PROBLEMS TO SOLVE.
1) In the passage on mapping the polar vortex, into what regions does the Vortex divide the country this summer?
2) Rewrite the paragraph of the passage on mapping the polar vortex that begins "Since we use the conventions of map making" as a shorter summary that keeps its main facts.

***** PROVIDED PASSAGE *****

Mapping the Wobbliness of the Polar Vortex

Since we use the conventions of map making to endow solidity, or reify, even the most abstract ideas, it is interesting to examine how the ‘Polar Vortex’ has spread across the mass media as both a meme and icon of the current weather patterns of the new millennium.  Rather than map place by a matrix of fixed locations alone, maps of the Vortex offer a visualization of temperature variants that reveal an anomalous weather conditions that track the Vortex as it moves, intersecting with place, across the stratosphere into our own latitudes, tracking not only a “cold front” but, globally, the disruption of the path of the circumpolar winds, or splitting of the vortex from the north pole.  We are most likely to “see” the Vortex as an incursion into our own map, effectively dividing the country (yet again?) this summer into regions of cold and heat.  The currency of visualizations of the Vortex reveals not only a meme, but a model for encoding multi-causational weather maps.  Indeed, the mapping of the divergence from usual temperature range reveals the anomaly of a north-south weather front with the solidity of a national divide, raising deep questions of its forecast of extreme weather throughout the year more than offering something like a “poor man’s vortex.”

***** DATASET ENTRIES *****

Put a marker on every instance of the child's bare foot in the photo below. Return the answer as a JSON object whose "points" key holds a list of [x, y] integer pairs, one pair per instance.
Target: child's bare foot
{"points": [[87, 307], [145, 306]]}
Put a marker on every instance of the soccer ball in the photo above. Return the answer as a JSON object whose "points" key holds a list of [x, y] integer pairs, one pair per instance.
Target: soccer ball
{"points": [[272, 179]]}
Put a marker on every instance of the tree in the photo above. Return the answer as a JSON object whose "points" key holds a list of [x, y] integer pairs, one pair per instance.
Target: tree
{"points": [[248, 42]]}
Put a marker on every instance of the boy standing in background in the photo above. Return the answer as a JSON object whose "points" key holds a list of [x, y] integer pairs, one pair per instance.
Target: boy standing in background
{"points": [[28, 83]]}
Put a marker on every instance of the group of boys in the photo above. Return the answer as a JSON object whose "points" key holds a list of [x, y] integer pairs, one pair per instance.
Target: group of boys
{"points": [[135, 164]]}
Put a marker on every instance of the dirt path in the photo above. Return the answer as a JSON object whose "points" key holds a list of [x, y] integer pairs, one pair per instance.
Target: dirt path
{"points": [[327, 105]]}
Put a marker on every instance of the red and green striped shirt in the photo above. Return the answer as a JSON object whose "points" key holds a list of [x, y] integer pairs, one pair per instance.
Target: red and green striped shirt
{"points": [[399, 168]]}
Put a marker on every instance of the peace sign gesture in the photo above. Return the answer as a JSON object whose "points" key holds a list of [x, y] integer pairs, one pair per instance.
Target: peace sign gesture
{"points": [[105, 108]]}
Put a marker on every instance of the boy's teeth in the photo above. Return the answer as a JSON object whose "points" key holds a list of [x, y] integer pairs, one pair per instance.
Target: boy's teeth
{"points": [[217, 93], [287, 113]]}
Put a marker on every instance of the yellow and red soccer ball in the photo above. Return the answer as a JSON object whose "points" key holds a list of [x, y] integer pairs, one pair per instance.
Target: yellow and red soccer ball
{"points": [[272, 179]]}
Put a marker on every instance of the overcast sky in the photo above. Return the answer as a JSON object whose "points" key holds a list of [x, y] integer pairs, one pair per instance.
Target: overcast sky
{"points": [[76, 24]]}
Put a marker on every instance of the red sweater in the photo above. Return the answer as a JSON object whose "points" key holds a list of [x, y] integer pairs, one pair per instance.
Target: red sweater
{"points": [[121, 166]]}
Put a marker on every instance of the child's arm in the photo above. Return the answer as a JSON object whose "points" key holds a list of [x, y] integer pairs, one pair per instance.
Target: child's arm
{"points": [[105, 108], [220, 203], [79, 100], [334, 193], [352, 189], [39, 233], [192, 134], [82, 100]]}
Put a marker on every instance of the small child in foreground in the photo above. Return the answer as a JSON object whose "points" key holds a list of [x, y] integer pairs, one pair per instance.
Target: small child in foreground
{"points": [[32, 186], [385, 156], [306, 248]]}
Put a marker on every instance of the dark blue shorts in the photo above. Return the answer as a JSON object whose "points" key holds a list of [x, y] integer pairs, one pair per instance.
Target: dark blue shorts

*****

SOLUTIONS BY TASK.
1) Regions of cold and heat.

2) The "Polar Vortex" has spread through the mass media as a meme and icon of the new millennium's weather patterns. Instead of mapping places only by fixed locations, Vortex maps show temperature variations. These variations track anomalous conditions as the Vortex moves across the stratosphere into our latitudes. The maps capture a "cold front" and, globally, the disrupted path of the circumpolar winds or the vortex splitting from the north pole. We usually "see" the Vortex as an incursion into our own map, one that divides the country this summer into regions of cold and heat. These visualizations are both a meme and a model for encoding multi-causational weather maps. By charting divergence from usual temperatures, they give a north-south weather front the solidity of a national divide, raising deep questions about extreme weather throughout the year.